Written task
Copy out each line of the listing below that contains the string "wheel", treating uppercase and lowercase as different.

Stored rows
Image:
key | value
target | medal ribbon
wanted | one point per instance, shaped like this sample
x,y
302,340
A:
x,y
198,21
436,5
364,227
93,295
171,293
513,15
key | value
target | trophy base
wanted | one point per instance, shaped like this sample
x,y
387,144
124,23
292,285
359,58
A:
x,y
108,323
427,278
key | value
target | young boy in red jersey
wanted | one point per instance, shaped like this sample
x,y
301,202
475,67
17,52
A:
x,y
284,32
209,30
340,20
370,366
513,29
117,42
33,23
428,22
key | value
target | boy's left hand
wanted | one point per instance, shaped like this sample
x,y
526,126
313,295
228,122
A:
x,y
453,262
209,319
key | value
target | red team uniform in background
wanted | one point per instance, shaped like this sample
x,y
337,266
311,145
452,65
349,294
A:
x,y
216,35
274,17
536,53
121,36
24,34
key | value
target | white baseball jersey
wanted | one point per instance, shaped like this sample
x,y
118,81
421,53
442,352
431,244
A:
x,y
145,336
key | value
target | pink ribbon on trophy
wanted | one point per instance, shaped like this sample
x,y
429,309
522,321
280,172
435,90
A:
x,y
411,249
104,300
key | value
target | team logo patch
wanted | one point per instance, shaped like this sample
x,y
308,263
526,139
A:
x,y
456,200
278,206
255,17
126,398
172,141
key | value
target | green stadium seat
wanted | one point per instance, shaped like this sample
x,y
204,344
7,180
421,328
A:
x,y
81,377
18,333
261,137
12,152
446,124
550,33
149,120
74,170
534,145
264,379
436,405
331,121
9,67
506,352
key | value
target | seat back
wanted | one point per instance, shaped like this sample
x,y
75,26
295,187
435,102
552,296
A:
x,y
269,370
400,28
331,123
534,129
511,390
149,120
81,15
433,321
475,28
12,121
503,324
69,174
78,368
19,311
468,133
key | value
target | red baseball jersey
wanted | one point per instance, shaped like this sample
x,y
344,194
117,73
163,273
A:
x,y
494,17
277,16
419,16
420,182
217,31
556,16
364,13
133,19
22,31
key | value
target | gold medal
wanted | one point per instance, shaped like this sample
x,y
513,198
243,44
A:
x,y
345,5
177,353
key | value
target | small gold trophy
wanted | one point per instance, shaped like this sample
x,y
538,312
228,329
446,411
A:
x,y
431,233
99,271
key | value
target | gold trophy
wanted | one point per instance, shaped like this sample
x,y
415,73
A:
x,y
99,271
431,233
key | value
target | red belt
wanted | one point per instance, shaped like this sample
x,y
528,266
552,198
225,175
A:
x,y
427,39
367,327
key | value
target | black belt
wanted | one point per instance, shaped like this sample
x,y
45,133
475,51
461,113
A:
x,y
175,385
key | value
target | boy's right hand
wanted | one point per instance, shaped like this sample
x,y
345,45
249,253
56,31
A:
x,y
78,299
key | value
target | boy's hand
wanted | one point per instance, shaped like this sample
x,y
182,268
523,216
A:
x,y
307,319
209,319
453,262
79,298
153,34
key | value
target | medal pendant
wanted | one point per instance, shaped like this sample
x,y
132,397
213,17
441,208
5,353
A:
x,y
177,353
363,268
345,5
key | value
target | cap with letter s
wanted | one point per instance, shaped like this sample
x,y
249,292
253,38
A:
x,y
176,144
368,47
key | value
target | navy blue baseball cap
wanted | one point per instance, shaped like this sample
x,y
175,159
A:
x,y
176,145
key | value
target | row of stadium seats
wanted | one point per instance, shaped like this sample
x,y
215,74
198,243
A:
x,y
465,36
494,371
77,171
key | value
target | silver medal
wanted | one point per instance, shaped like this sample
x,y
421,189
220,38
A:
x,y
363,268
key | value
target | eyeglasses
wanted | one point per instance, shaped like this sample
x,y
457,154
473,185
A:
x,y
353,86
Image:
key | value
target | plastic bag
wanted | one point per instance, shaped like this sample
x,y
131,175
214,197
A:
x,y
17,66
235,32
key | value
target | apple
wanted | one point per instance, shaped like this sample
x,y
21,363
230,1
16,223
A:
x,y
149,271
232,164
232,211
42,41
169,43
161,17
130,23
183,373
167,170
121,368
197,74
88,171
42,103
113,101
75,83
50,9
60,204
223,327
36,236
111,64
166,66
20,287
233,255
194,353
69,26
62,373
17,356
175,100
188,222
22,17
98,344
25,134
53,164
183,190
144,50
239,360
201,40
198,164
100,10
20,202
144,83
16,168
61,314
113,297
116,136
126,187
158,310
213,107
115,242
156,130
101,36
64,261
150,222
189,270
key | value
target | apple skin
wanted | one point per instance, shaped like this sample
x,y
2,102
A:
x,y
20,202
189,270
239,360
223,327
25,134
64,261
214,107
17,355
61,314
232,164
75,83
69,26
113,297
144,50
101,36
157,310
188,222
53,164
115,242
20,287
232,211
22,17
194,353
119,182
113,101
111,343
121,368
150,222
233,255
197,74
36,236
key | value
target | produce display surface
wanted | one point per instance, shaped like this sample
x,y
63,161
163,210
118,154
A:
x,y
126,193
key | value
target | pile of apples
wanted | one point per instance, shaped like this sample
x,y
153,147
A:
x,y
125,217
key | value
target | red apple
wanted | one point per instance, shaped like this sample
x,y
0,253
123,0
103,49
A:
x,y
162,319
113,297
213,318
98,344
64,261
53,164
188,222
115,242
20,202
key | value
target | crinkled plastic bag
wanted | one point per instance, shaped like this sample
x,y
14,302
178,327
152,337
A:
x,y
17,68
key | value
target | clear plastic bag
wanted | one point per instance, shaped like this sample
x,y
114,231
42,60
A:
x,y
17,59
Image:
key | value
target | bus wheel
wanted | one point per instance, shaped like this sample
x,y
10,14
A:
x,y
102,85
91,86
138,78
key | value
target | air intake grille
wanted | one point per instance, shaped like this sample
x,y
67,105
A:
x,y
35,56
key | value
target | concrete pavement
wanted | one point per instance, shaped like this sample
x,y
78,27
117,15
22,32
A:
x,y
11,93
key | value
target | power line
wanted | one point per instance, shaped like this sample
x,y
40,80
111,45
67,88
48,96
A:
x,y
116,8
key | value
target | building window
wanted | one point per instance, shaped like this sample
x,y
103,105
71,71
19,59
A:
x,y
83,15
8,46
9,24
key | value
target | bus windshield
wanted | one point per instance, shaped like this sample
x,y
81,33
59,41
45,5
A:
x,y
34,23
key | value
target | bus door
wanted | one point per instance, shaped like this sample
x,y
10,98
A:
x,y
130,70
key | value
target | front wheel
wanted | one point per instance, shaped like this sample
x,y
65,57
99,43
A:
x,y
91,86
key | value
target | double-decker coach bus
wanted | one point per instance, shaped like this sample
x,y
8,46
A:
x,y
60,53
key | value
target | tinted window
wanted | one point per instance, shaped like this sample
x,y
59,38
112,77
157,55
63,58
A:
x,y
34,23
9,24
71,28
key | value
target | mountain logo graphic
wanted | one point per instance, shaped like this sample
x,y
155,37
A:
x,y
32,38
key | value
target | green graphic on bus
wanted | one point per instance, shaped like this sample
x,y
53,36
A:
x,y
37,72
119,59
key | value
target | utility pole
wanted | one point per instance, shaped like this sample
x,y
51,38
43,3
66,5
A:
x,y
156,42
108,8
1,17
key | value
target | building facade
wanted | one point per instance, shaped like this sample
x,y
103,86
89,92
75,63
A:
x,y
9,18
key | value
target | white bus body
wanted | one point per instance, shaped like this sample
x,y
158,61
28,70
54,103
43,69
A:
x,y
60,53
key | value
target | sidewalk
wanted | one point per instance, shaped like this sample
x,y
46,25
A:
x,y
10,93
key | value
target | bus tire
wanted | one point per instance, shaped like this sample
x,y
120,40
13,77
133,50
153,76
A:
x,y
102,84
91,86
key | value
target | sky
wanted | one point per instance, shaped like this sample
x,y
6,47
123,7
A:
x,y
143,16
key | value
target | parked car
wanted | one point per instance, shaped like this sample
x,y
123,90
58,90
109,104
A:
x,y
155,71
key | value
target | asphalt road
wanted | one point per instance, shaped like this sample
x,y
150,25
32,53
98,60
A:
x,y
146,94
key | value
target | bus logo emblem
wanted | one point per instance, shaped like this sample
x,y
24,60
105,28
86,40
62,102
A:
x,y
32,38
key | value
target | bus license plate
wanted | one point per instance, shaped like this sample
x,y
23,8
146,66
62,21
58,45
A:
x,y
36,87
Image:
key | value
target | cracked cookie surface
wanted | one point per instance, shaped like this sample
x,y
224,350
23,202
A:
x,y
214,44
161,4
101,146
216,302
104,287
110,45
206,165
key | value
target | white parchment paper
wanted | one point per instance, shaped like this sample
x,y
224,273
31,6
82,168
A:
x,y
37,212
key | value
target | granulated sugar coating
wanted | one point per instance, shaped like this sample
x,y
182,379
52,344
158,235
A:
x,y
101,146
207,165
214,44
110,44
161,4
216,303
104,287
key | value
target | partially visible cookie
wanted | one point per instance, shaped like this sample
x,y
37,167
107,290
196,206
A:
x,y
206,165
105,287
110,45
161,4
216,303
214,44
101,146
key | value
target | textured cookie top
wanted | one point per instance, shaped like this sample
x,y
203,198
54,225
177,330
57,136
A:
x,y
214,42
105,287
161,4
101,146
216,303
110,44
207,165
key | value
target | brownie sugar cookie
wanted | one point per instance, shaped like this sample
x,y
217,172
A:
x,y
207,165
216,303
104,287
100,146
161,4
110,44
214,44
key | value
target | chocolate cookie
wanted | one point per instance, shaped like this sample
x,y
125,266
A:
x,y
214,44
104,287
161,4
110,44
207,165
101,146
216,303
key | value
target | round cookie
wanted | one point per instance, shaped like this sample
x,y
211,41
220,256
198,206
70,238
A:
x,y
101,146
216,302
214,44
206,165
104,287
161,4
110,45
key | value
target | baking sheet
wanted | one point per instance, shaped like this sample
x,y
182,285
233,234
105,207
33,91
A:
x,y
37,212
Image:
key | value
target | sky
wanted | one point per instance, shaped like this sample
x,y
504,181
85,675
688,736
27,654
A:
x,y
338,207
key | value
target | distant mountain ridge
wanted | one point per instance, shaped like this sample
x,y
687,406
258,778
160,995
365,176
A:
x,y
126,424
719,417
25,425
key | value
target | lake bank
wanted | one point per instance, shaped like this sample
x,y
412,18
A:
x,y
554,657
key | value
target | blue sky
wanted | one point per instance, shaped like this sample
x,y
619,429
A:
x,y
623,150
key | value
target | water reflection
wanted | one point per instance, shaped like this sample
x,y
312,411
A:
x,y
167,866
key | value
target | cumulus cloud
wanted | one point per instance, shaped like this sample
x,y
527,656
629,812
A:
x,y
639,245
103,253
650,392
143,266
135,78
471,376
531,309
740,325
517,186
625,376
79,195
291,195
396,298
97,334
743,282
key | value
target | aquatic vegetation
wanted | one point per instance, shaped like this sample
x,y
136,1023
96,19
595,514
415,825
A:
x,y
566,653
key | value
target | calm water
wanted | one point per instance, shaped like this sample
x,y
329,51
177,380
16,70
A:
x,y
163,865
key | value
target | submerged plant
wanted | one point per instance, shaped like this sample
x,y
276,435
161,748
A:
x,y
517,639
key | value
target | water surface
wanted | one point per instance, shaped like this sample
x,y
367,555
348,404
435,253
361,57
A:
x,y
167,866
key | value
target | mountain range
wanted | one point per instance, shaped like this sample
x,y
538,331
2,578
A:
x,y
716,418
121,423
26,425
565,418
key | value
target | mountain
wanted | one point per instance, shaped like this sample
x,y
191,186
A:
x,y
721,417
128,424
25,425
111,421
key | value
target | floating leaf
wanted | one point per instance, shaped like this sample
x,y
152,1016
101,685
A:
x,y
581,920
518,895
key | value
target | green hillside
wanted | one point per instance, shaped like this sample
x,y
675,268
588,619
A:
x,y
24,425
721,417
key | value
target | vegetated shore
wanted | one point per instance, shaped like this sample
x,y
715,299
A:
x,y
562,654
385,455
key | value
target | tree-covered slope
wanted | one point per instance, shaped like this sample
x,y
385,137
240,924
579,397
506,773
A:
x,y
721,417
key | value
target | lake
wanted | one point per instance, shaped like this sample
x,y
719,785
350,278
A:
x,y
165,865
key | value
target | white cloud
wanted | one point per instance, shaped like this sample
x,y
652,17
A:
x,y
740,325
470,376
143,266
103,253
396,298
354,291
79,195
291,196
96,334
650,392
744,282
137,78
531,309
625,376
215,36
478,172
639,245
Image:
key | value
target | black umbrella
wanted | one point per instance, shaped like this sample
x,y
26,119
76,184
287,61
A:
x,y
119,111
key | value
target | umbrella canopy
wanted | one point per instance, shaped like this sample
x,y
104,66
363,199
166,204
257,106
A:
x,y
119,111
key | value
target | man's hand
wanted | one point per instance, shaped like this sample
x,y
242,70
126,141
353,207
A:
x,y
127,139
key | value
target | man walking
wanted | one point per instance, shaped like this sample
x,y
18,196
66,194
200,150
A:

Response to this exercise
target | bus wheel
target | front wheel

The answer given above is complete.